Count the lines in the records below that contain the string "cluster", and reply with that number alone.

**DATASET ENTRIES:**
--------------------

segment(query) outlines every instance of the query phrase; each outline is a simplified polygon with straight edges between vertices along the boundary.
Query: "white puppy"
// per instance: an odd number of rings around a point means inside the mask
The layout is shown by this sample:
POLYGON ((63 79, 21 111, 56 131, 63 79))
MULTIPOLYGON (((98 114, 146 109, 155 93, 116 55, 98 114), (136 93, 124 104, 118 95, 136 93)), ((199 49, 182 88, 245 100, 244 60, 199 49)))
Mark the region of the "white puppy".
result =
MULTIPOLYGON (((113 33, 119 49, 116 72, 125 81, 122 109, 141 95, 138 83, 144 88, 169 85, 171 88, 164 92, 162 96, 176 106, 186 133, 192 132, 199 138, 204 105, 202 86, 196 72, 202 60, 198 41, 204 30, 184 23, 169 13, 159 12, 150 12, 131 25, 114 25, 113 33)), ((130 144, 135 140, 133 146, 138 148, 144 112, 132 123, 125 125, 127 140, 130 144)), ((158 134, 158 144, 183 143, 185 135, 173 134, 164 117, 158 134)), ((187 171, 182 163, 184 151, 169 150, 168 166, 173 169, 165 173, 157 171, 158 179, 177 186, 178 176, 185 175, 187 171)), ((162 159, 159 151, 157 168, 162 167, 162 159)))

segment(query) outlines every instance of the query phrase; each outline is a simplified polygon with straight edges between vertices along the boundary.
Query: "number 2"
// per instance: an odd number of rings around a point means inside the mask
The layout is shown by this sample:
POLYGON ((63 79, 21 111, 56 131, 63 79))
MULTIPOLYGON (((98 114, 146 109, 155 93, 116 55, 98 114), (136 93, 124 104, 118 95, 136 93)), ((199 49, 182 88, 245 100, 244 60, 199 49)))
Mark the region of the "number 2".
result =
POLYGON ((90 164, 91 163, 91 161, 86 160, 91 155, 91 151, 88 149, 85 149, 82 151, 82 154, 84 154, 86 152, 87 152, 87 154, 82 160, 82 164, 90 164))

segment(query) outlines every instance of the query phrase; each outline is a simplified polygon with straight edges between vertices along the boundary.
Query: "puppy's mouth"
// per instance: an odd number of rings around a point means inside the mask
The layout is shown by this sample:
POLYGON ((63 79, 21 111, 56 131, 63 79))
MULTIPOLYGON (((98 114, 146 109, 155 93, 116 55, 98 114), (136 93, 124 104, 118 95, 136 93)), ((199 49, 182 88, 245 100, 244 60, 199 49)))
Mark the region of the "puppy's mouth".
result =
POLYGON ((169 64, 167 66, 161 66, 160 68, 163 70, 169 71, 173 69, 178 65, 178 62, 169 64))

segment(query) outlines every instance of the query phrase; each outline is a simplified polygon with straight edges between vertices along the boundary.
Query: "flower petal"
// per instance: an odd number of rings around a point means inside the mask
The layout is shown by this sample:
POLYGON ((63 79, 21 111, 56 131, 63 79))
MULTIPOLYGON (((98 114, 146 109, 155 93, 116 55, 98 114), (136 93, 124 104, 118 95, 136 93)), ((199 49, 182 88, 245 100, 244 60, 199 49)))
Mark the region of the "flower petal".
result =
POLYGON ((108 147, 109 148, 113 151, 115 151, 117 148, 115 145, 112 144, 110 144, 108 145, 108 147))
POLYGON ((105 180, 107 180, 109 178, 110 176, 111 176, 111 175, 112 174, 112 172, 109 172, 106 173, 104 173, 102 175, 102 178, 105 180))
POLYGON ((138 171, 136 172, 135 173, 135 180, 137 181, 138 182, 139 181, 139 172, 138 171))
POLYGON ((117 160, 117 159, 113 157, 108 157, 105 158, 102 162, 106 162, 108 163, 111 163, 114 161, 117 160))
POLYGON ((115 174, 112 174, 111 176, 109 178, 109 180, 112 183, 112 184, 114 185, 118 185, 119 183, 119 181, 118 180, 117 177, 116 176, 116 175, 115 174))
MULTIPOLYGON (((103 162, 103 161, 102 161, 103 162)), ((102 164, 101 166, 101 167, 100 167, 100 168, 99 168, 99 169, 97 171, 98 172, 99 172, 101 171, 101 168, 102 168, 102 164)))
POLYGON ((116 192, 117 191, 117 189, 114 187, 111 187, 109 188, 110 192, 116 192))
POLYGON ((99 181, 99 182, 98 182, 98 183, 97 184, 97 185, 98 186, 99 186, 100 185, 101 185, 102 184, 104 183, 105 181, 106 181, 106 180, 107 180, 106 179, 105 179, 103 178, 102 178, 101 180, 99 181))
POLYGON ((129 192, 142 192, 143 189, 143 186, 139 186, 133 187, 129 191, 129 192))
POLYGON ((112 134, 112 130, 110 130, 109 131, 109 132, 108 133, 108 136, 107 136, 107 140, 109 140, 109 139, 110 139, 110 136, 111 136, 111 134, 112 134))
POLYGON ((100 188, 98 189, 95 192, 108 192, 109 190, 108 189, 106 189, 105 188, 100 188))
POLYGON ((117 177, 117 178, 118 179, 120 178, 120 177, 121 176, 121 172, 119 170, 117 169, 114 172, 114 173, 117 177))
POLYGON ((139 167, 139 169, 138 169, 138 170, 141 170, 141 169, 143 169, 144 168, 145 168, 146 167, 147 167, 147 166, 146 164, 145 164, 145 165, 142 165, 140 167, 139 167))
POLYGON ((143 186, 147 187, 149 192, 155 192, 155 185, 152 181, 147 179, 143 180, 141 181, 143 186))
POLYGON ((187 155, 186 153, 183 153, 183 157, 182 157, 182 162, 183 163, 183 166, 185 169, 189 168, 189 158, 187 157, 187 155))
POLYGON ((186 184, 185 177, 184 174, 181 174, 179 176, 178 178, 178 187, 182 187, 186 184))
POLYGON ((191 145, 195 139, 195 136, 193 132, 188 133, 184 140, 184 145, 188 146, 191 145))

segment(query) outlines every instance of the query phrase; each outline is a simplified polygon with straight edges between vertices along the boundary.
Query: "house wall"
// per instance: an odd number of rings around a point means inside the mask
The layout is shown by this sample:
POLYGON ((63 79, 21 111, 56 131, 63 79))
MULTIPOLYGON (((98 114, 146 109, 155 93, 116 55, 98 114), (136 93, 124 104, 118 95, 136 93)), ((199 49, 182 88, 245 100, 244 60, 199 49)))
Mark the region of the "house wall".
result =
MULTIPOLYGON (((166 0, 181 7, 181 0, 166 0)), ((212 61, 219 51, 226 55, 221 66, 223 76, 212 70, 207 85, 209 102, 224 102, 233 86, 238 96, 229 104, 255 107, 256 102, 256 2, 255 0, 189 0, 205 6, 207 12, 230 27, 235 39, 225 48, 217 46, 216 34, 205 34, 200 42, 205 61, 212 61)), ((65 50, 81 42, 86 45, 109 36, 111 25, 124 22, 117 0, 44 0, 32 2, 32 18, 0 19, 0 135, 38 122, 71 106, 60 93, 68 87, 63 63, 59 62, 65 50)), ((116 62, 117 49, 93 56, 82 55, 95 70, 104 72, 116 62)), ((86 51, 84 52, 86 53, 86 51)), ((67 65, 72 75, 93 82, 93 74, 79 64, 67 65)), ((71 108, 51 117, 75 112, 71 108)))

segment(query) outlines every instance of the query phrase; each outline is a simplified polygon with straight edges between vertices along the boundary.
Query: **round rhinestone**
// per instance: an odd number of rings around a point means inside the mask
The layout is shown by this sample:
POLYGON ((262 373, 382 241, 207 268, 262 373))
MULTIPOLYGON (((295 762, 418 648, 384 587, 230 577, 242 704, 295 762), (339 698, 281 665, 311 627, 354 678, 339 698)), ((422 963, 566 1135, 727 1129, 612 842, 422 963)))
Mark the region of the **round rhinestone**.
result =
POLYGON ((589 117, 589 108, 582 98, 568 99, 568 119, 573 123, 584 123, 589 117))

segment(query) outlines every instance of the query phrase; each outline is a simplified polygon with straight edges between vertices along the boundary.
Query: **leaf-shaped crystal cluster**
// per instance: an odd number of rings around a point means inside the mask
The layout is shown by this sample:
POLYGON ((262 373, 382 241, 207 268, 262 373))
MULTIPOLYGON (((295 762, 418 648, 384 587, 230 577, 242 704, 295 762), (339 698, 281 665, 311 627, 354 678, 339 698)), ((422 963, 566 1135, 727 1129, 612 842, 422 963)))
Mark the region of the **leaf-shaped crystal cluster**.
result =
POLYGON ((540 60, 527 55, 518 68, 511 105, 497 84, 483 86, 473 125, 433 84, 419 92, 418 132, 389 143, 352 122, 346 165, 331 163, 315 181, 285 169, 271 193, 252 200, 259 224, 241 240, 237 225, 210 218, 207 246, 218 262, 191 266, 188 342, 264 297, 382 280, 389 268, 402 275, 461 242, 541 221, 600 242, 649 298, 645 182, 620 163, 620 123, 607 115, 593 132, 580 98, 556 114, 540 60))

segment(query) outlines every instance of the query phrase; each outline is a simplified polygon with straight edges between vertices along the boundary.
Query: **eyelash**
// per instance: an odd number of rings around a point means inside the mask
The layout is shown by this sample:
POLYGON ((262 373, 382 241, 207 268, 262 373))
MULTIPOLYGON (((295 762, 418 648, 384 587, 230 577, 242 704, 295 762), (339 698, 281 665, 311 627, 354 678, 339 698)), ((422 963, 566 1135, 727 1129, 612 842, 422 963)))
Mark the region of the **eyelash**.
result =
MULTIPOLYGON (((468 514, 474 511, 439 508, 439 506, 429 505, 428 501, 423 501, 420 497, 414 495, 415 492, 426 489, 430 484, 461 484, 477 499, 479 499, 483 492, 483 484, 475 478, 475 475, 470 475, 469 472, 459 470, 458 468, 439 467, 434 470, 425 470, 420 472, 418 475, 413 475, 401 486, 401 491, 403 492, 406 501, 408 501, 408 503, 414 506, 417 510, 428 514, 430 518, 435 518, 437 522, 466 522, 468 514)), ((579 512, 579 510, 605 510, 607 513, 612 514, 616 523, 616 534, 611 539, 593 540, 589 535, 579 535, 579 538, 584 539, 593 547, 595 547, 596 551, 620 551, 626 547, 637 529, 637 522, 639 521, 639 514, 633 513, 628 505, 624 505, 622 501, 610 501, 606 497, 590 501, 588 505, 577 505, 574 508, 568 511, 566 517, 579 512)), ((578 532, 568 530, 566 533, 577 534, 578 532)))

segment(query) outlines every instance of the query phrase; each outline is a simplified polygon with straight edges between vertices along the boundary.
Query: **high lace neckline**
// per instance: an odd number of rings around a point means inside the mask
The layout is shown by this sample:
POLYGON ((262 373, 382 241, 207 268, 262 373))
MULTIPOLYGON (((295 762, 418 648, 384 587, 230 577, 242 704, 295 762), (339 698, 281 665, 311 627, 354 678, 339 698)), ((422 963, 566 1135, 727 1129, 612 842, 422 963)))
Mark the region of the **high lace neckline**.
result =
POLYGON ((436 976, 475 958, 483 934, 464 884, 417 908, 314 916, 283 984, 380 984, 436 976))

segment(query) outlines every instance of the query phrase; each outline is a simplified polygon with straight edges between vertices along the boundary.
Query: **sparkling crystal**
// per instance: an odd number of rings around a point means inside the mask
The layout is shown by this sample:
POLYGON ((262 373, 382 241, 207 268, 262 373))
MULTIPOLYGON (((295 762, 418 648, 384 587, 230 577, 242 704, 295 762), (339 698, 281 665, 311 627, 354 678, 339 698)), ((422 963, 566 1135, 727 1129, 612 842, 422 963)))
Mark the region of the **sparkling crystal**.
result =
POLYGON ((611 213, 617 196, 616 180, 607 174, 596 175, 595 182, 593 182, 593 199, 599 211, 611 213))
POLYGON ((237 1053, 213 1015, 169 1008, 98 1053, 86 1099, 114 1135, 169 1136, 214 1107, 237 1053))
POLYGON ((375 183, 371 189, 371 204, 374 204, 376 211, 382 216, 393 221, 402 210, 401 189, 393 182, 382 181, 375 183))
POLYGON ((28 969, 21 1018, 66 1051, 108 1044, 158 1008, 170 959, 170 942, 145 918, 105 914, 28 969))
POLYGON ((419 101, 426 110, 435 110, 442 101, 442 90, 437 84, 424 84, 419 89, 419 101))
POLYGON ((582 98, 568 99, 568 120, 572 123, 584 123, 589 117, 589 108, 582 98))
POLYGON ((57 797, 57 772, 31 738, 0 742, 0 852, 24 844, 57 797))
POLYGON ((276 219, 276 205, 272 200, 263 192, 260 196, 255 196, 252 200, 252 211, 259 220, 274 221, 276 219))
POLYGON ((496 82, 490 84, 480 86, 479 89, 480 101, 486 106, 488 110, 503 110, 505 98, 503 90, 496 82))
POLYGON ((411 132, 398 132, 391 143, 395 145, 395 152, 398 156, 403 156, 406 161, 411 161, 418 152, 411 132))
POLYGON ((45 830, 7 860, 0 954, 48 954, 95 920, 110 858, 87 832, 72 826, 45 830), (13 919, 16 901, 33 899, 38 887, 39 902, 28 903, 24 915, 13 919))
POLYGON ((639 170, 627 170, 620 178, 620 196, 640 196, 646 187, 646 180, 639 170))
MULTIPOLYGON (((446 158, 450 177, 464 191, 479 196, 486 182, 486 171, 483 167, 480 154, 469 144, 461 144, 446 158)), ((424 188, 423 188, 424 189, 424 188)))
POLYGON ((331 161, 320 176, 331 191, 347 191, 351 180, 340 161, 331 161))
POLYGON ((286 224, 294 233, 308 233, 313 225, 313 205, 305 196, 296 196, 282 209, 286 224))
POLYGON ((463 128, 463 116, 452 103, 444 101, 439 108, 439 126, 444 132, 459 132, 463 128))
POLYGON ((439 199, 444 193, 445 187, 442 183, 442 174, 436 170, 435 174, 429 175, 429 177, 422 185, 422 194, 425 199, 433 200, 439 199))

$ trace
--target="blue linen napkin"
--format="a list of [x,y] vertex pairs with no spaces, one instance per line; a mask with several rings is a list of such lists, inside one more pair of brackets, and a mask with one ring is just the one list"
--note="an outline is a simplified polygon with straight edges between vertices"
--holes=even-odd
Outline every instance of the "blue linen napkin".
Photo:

--------------------

**EXPECTED ANSWER:**
2